CHECK YOUR UNDERSTANDING:
1. Name every user who posted a comment in the Blog Surf thread below. Leave out the thread's author.
2. Please transcribe the Blog Surf thread below from "(HTM) web link" up to and including "results from individuals.".
3. Pick up the Blog Surf thread below at its last line and write what comes next.

SELECTED PASSAGE: Begin

[HN Gopher] Show HN: Search Engine for Blogs
       ___________________________________________________________________
        
       Show HN: Search Engine for Blogs
        
       Hey HN,  Blog discovery is a problem [0] due to the decentralized
       nature of online writing. Everyone writes on their own site or
       platform, and there's no central place that brings everything
       together. Google results prioritize large media publications over
       blogs, so we need something else.  Blog Surf is an attempt to
       organize all of the great online writing done by individuals. I
       launched this project last year as a directory of personal blogs
       [1], but have now rebuilt it from scratch into a full-text search
       engine for blog posts.  You can search for blog posts, and filter
       by publish date and reading time. Blogs are manually reviewed
       before being added.  Posts are sorted by MarketRank [2], which is a
       measure of popularity across various online communities. Most
       projects that have attempted to organize blogs lack any way to
       measure the quality of a post, reducing their utility. With
       MarketRank, you can expect the top results for any query to be
       something you'd want to read.  The mental model for searching Blog
       Surf is "I want to see the best essays on X"  There's also a
       directory so you can browse blogs by category, if you want a
       throwback to the Yahoo days.  If you're a blogger yourself, you can
       check out the rankings page to see how your blog compares to
       others.  If you want to play around with things, we have a search
       API, and the full post dataset is also available for download.  [0]
       https://news.ycombinator.com/item?id=28591880  [1]
       https://news.ycombinator.com/item?id=26506126  [2]
       https://dkb.io/post/market-rank
        
       Author : dbrereton
       Score  : 165 points
       Date   : 2022-03-29 15:50 UTC (7 hours ago)
        
 (HTM) web link (blogsurf.io)
 (TXT) w3m dump (blogsurf.io)
        
       | diogenesjunior wrote:
       | this is very cool, thank you
        
       | pete_nic wrote:
       | This is great. As a frequent Google user, I breathed a sigh of
       | relief seeing ad free search results from individuals.
       | 
       | Curious - how do you know whether a site is a blog versus
       | something else?
        
         | stanislavb wrote:
         | He's sheared in the blog post - manual review of all blogs
        
       | drBonkers wrote:
       | Many search-engine posts recently. When will someone make the
       | Search Engine for Search Engines?

SELECTED PASSAGE: End
EXCERPTED RECORDS: Begin

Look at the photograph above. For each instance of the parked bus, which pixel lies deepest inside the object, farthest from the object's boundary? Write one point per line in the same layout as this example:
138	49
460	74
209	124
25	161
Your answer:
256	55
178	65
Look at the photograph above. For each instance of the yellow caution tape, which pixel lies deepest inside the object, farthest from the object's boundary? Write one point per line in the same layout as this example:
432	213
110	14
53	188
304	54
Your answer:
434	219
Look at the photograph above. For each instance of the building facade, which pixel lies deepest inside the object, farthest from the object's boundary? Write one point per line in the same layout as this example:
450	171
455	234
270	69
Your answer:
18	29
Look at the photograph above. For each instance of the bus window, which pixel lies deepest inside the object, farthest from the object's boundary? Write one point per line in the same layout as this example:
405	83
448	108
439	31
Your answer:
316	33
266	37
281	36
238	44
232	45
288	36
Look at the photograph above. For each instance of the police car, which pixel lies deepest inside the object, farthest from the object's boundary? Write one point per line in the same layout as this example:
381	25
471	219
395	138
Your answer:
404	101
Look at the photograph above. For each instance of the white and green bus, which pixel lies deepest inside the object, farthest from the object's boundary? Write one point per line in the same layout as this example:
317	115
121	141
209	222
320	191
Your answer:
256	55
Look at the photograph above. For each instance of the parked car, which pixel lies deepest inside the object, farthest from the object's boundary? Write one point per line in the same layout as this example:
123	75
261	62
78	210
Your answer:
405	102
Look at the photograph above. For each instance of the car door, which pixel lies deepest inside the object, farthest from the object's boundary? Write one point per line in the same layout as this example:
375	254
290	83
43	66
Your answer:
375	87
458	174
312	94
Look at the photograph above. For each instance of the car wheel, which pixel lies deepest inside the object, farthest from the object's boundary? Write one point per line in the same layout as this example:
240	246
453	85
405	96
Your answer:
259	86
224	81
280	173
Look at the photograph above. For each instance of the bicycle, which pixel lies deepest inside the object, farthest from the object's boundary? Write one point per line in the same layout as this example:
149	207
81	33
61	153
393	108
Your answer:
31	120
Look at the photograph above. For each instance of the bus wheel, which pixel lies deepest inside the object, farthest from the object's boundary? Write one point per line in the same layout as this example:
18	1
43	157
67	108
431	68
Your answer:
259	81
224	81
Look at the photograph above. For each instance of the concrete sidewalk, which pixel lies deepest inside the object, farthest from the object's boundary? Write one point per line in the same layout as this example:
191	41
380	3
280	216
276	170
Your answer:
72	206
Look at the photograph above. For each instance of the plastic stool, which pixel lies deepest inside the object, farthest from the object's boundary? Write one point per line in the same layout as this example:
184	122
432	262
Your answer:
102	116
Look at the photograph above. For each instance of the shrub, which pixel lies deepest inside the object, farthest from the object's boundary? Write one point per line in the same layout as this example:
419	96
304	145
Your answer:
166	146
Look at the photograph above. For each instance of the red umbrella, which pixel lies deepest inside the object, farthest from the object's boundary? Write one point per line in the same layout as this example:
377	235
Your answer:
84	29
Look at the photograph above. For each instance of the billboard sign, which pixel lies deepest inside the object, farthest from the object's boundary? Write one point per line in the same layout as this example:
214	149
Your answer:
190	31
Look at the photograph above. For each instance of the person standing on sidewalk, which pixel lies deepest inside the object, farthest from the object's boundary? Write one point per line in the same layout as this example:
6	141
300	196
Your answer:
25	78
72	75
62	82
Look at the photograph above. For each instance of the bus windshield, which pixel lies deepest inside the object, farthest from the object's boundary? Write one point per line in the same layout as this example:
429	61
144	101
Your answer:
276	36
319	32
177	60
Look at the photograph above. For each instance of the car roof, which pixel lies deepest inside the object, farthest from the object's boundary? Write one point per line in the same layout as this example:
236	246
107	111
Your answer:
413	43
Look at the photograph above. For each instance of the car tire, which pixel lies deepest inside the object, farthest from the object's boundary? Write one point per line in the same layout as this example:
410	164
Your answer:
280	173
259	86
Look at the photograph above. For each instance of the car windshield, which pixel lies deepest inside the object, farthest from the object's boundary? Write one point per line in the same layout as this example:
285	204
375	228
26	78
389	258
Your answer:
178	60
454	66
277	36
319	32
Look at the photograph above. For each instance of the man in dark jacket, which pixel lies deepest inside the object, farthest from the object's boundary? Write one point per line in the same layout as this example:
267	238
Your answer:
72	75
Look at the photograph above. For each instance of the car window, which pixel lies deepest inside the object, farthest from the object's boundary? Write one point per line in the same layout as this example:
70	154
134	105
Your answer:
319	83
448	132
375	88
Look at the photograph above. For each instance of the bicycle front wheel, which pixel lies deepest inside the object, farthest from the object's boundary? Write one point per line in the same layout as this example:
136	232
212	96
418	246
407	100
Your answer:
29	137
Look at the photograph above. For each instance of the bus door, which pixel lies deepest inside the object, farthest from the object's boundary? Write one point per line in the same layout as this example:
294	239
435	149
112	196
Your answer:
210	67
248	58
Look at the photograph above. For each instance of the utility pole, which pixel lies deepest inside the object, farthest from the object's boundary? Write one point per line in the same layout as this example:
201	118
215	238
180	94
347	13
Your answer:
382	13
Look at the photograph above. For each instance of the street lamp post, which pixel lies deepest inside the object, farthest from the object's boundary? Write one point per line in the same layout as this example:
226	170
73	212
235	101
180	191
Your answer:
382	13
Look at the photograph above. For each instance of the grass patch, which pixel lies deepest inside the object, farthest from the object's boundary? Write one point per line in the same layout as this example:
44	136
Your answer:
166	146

EXCERPTED RECORDS: End

OUTPUTS FOR THE TASKS:
1. diogenesjunior, pete_nic, stanislavb, drBonkers

2.
(HTM) web link (blogsurf.io)
 (TXT) w3m dump (blogsurf.io)
        
       | diogenesjunior wrote:
       | this is very cool, thank you
        
       | pete_nic wrote:
       | This is great. As a frequent Google user, I breathed a sigh of
       | relief seeing ad free search results from individuals.

3.
         | dbrereton wrote:
         | It's called a metasearch engine [0]. There was a project
         | launched 2 years ago called Runnaroo [1] that kind of did this,
         | but they aren't online anymore.
         | 
         | I think most of us in this space are willing to collaborate so
         | something interesting could happen.
         | 
         | [0] https://en.wikipedia.org/wiki/Metasearch_engine
         | 
         | [1] https://news.ycombinator.com/item?id=23771131
        
         | marginalia_nu wrote:
         | I do think some form of collaboration between small search
         | engines would be very beneficial. I've been thinking about how
         | to make that happen. So far I've added a public API to my
         | search engine, and published some data.
         | 
         | Not sure what is a good way of creating a space for
         | collaboration...
        
       | ChrisArchitect wrote:
       | What year is it?
       | 
       | Don't hate blogs and happy for resurgence, but repeating an
       | uphill battle with indexing like it's 2007.
       | 
       | Also, random interesting posts on front page are like from 2009,
       | 2011, 2015...... What? That's the freshest more relevant content?
        
         | dbrereton wrote:
         | Right now the "random interesting posts" are a random selection
         | from the top 1000 of all time.
         | 
         | However, if you want fresher content, you can use the date
         | range selector and set it to "Past Week" for the best posts of
         | the week.
        
         | kingryan wrote:
         | yeah, reminds me of working at technorati in 2005
        
         | Minor49er wrote:
         | > Also, random interesting posts on front page are like from
         | 2009, 2011, 2015...... What? That's the freshest more relevant
         | content?
         | 
         | Why would you expect a section titled "Random Interesting
         | Posts" to have the freshest more relevant(?) content?
        
         | marginalia_nu wrote:
         | Dunno, I typically find fresh and interesting mutually
         | exclusive.
        
       | superasn wrote:
       | This is definitely very cool as I've been looking for something
       | like this since technorati (which was originally a blog search
       | engine).
       | 
       | Would love to hear details about how you created the database,
       | the infrastructure, etc if it's not a trade secret. Kudos on the
       | launch!
        
         | dbrereton wrote:
         | > This is definitely very cool as I've been looking for
         | something like this since technorati (which was originally a
         | blog search engine).
         | 
         | Technorati was one of the inspirations here so that's great to
         | hear.
         | 
         | > Would love to hear details about how you created the
         | database, the infrastructure, etc if it's not a trade secret.
         | Kudos on the launch!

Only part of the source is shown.